_Consigna planteada 1_:
Responde según el texto proporcionado:
(a) En "Algarabía", ¿qué aves representan la voz inmanente de la naturaleza?
(b) En "Bremen", ¿qué opone Vicente Cervera al miedo?
(c) ¿Qué verso de Andrés Fernández de Andrada cita el texto proporcionado?

_Texto proporcionado_:
---------------

En “Algarabía”, la voz inmanente de la naturaleza, representada por los gorriones, que “traducen la voz de Dios”, al cultivar “su arte en el rosáceo / declinar o al precipitado anuncio de otro día”, enuncia el más importante de sus mandamientos: “Quiérete”. Porque la toma de conciencia de nuestra participación en el Deus sive natura, no puede hacer más que transformar el amor universal por el mundo en el amor particular por uno mismo.
En “Bremen”, Vicente Cervera opone al miedo el amor por la música, una de cuyas formas más excelsas es la risa. Quizás sobreinterpreto, pero no puedo evitar pensar en los músicos de Bremen, esos cuatro alegres animales a la fuga, que gracias a su amistad y su valor, logran hacerse un lugar en el mundo: “amigos fieles / de la vida, del innato deseo / de alcanzar un hospedaje”. La visión de cuatro animales cantando, uno encima del otro, es un buen símbolo de la articulación epicúreo-ilustrada del principio hedonista y la colaboración política: “Más allá / de la condena, en cascabeles, pompas / y timbales, heroicos e invisibles, / bajo un techo de interludios y fugas”.
“Clamor” es, quizás, mi poema preferido. Empieza con un beatus ille, en la línea de la “Epístola moral a Fabio”, de Andrés Fernández de Andrada, quien cifró su voluntad de retiro en un verso feliz, que dice: “Un ángulo me basta”. No menos feliz, Vicente Cervera desea “respirar la luz del tiempo / en la compañía de algunos libros”, y gozar las “súbitas presencias de adorados / seres”. No quiere vivir de forma inconsciente, para que no le suceda, como temía Thoreau, que, llegada la hora de morir, descubra que no ha vivido. De ahí cierto imperativo de reflexividad metafísica: “conocer / los minutos traidores que se quieren / escapar sin haberlos percibido”. Para lo cual tiene un verdadero maestro. Un gato, que, como diría Borges, ignora su mortalidad. Sólo así se puede vivir, en palabras de Epicuro, “como si fuésemos dioses”. O gatos.

---------------

_Datos de entrada_:
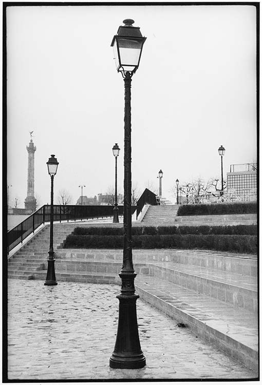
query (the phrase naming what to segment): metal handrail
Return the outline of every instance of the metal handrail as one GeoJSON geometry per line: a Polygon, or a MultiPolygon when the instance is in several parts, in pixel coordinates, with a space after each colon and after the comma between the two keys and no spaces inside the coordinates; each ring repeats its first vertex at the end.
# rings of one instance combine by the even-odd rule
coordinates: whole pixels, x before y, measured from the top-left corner
{"type": "MultiPolygon", "coordinates": [[[[119,215],[123,215],[123,206],[118,206],[119,215]]],[[[46,222],[50,222],[50,205],[44,205],[38,210],[33,213],[23,222],[15,226],[7,233],[8,254],[16,246],[23,241],[29,235],[33,234],[40,226],[46,222]]],[[[132,206],[132,214],[135,211],[136,206],[132,206]]],[[[113,217],[114,206],[80,206],[78,205],[54,205],[54,222],[69,220],[76,221],[80,219],[90,219],[113,217]]]]}
{"type": "Polygon", "coordinates": [[[241,163],[241,164],[230,165],[230,172],[250,172],[257,170],[257,163],[241,163]]]}

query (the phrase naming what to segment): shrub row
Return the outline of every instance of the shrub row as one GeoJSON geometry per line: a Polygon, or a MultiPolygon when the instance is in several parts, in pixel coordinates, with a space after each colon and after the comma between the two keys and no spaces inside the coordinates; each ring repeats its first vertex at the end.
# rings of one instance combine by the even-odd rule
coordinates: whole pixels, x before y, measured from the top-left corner
{"type": "Polygon", "coordinates": [[[177,215],[221,215],[226,214],[254,214],[256,202],[209,204],[184,204],[179,206],[177,215]]]}
{"type": "MultiPolygon", "coordinates": [[[[74,235],[67,236],[66,248],[122,248],[120,235],[74,235]]],[[[143,235],[132,237],[134,248],[205,249],[256,254],[257,237],[254,235],[143,235]]]]}
{"type": "MultiPolygon", "coordinates": [[[[256,235],[256,225],[236,226],[161,226],[132,227],[132,235],[163,235],[175,234],[228,234],[256,235]]],[[[75,235],[123,235],[123,227],[76,227],[75,235]]]]}

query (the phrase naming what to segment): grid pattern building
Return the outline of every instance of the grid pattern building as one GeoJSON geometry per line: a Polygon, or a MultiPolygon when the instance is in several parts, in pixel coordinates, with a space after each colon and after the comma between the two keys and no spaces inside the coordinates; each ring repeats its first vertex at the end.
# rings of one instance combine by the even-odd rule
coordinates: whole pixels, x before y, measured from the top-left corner
{"type": "Polygon", "coordinates": [[[234,190],[244,197],[256,195],[256,163],[232,164],[227,177],[228,192],[234,190]]]}

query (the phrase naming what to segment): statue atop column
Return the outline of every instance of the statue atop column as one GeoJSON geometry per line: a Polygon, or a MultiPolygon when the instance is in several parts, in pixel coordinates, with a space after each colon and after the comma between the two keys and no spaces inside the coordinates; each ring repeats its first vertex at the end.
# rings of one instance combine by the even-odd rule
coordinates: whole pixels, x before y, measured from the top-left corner
{"type": "Polygon", "coordinates": [[[36,147],[33,143],[32,133],[29,131],[30,141],[29,145],[26,146],[28,152],[28,168],[27,170],[27,196],[25,200],[25,208],[30,210],[32,213],[35,211],[36,200],[34,198],[34,152],[36,147]]]}

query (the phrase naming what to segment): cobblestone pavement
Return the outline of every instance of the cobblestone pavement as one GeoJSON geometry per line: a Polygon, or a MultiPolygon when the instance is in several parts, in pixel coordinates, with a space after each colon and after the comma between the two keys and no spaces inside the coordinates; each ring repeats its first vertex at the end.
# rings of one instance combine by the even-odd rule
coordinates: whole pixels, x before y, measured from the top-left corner
{"type": "Polygon", "coordinates": [[[253,372],[187,329],[137,301],[146,365],[111,369],[120,287],[9,280],[8,379],[117,380],[254,378],[253,372]]]}

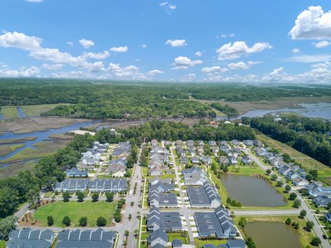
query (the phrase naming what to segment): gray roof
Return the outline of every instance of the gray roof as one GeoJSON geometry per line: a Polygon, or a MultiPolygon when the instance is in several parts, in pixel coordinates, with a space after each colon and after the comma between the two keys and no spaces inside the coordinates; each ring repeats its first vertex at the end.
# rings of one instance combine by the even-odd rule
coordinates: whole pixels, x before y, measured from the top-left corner
{"type": "Polygon", "coordinates": [[[32,230],[26,228],[24,230],[12,230],[9,234],[9,240],[6,244],[6,248],[17,247],[50,247],[54,235],[51,230],[32,230]]]}
{"type": "Polygon", "coordinates": [[[106,248],[112,247],[115,238],[114,231],[66,230],[59,233],[57,248],[106,248]]]}

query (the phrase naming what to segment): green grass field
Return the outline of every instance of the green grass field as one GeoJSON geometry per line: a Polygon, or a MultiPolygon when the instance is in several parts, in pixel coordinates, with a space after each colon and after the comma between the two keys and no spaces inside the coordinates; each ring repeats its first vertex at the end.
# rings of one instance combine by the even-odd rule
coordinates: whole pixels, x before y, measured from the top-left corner
{"type": "Polygon", "coordinates": [[[287,153],[298,163],[300,163],[305,169],[318,169],[319,179],[328,185],[331,185],[330,167],[328,167],[317,160],[297,151],[290,146],[275,141],[264,134],[257,134],[257,138],[260,141],[265,142],[268,146],[277,149],[281,153],[287,153]]]}
{"type": "Polygon", "coordinates": [[[39,208],[34,214],[36,220],[41,222],[41,225],[47,226],[47,216],[52,215],[54,218],[54,226],[61,227],[62,219],[68,216],[71,219],[71,226],[78,227],[81,217],[88,217],[88,227],[96,227],[97,219],[103,216],[107,220],[107,225],[110,225],[112,220],[114,211],[117,202],[106,203],[99,201],[92,203],[86,200],[83,203],[58,201],[39,208]]]}
{"type": "MultiPolygon", "coordinates": [[[[301,219],[298,218],[297,216],[246,216],[247,223],[254,223],[254,222],[277,222],[282,223],[285,224],[285,220],[290,217],[292,219],[292,222],[297,222],[299,225],[299,229],[298,229],[299,234],[300,235],[300,242],[301,243],[302,247],[307,247],[309,246],[312,238],[314,237],[314,233],[312,231],[308,232],[305,231],[303,227],[305,226],[307,220],[305,219],[301,219]]],[[[233,220],[238,225],[238,222],[239,221],[240,217],[236,216],[233,218],[233,220]]],[[[245,233],[241,232],[243,237],[245,237],[245,233]]],[[[254,237],[252,237],[254,239],[254,237]]]]}

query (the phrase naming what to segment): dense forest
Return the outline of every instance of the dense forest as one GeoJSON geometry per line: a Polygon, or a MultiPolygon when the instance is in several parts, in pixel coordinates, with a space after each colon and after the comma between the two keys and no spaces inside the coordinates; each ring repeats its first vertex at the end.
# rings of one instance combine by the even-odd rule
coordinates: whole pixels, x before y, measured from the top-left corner
{"type": "Polygon", "coordinates": [[[283,114],[281,118],[276,121],[273,116],[243,118],[243,123],[331,167],[330,121],[295,114],[283,114]]]}
{"type": "MultiPolygon", "coordinates": [[[[331,95],[328,87],[253,86],[243,84],[107,82],[67,79],[0,79],[0,106],[63,103],[43,113],[87,118],[214,116],[208,104],[190,98],[228,101],[331,95]]],[[[214,103],[213,103],[214,104],[214,103]]],[[[219,103],[229,116],[237,110],[219,103]]]]}
{"type": "Polygon", "coordinates": [[[32,204],[39,198],[41,189],[50,189],[56,181],[63,180],[63,167],[74,167],[81,158],[81,153],[86,152],[95,141],[118,143],[130,140],[132,147],[137,147],[142,142],[153,138],[209,141],[255,138],[254,131],[249,127],[223,124],[214,127],[208,123],[201,121],[191,128],[181,123],[152,121],[121,130],[119,136],[106,129],[97,132],[94,136],[89,134],[74,136],[65,148],[41,159],[32,170],[21,172],[17,176],[0,180],[0,218],[12,214],[23,203],[32,204]]]}

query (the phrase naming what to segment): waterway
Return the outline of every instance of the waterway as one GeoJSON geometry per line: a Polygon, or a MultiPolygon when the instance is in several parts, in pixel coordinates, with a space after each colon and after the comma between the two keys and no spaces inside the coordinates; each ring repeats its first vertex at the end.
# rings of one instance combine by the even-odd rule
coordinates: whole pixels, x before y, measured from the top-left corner
{"type": "Polygon", "coordinates": [[[261,248],[301,248],[300,236],[290,225],[281,223],[254,222],[245,227],[248,236],[251,236],[261,248]]]}
{"type": "MultiPolygon", "coordinates": [[[[331,103],[303,103],[297,107],[284,107],[277,110],[250,110],[238,116],[230,117],[230,121],[240,119],[242,117],[262,117],[267,114],[279,114],[281,113],[297,113],[306,117],[321,118],[331,120],[331,103]]],[[[228,117],[217,117],[217,120],[225,120],[228,117]]]]}
{"type": "Polygon", "coordinates": [[[222,174],[221,180],[230,197],[240,201],[243,206],[286,205],[283,196],[263,179],[248,176],[222,174]]]}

---------------

_Consigna planteada 2_: ¿Puedes duplicar tal cual las líneas del listado, empezando en la línea que contiene "query (the phrase naming what to segment): waterway" y terminando en la última línea del listado, ambas incluidas?

_Respuesta redactada 1_:
(a) Los gorriones.
(b) El amor por la música.
(c) "Un ángulo me basta".

_Respuesta redactada 2_:
query (the phrase naming what to segment): waterway
Return the outline of every instance of the waterway as one GeoJSON geometry per line: a Polygon, or a MultiPolygon when the instance is in several parts, in pixel coordinates, with a space after each colon and after the comma between the two keys and no spaces inside the coordinates; each ring repeats its first vertex at the end.
# rings of one instance combine by the even-odd rule
coordinates: whole pixels, x before y, measured from the top-left corner
{"type": "Polygon", "coordinates": [[[261,248],[301,248],[300,236],[290,225],[281,223],[254,222],[245,227],[248,236],[251,236],[261,248]]]}
{"type": "MultiPolygon", "coordinates": [[[[331,103],[303,103],[297,107],[284,107],[277,110],[250,110],[238,116],[230,117],[230,121],[240,119],[242,117],[262,117],[267,114],[279,114],[281,113],[297,113],[306,117],[321,118],[331,120],[331,103]]],[[[228,117],[217,117],[217,120],[225,120],[228,117]]]]}
{"type": "Polygon", "coordinates": [[[222,174],[221,180],[230,197],[240,201],[243,206],[286,205],[283,196],[263,179],[248,176],[222,174]]]}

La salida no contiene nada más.